■ SELECTION:
Snowflake and Dask: a Python Connector for Faster Data Transfer

March 8, 2022

Snowflake is a leading cloud data platform and SQL database. Many companies store their data in a Snowflake database.

Dask is a leading framework for scalable data science and machine learning in Python. 

This article discusses why and how to use both together, and dives into the challenges of bulk parallel reads and writes into data warehouses, which is necessary for smooth interoperability. It presents the new dask-snowflake connector as the best possible solution for fast, reliable data transfer between Snowflake and Python.

Here is a video walkthrough of what that looks like: 

Motivation

Data warehouses are great at SQL queries but less great at more advanced operations, like machine learning or the free-form analyses provided by general-purpose languages like Python.

That's ok. If you're working as a Python data scientist or data engineer, you're probably no stranger to extracting copies of data out of databases and using Python for complex data transformation and/or analytics.

■ DATA LINES:
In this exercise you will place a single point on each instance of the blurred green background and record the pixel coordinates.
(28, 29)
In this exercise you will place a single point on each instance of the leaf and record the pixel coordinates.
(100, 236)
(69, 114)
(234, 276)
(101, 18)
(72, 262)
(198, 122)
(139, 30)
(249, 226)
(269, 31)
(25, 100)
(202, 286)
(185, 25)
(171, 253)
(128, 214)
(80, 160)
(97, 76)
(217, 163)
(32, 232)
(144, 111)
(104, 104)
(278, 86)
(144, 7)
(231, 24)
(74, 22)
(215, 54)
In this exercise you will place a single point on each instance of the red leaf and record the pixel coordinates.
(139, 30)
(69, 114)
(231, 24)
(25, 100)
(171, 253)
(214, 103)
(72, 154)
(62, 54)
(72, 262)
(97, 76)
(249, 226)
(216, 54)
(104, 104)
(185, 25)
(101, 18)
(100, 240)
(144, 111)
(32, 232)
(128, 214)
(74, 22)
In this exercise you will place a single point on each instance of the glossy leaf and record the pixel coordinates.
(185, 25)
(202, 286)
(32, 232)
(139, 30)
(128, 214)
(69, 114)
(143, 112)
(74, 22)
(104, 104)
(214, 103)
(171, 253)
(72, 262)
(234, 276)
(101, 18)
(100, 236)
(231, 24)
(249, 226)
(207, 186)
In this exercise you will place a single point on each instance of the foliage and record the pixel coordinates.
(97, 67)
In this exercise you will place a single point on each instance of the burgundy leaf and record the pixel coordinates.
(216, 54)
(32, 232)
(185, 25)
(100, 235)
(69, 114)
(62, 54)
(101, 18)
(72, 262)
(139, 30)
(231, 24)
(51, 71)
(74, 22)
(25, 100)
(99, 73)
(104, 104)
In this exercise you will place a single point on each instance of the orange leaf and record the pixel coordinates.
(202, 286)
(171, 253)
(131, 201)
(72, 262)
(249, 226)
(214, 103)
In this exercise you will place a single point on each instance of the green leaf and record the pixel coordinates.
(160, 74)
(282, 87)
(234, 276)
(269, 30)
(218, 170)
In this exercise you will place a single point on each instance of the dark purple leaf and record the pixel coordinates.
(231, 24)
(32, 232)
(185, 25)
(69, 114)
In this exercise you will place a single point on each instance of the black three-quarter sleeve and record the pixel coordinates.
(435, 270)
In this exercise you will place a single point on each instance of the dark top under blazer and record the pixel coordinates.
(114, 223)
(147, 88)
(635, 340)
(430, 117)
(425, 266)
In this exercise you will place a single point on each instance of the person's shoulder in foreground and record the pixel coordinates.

■ JOB: In the Snowflake and Dask article, list each thing the article says it does in the two sentences beginning "This article discusses" and "It presents". The records are separate material, apart from the Snowflake and Dask article.

■ EXERCISE ANSWER:
- Discusses why and how to use Snowflake and Dask together
- Dives into the challenges of bulk parallel reads and writes into data warehouses
- Presents the new dask-snowflake connector as the best possible solution for fast, reliable data transfer between Snowflake and Python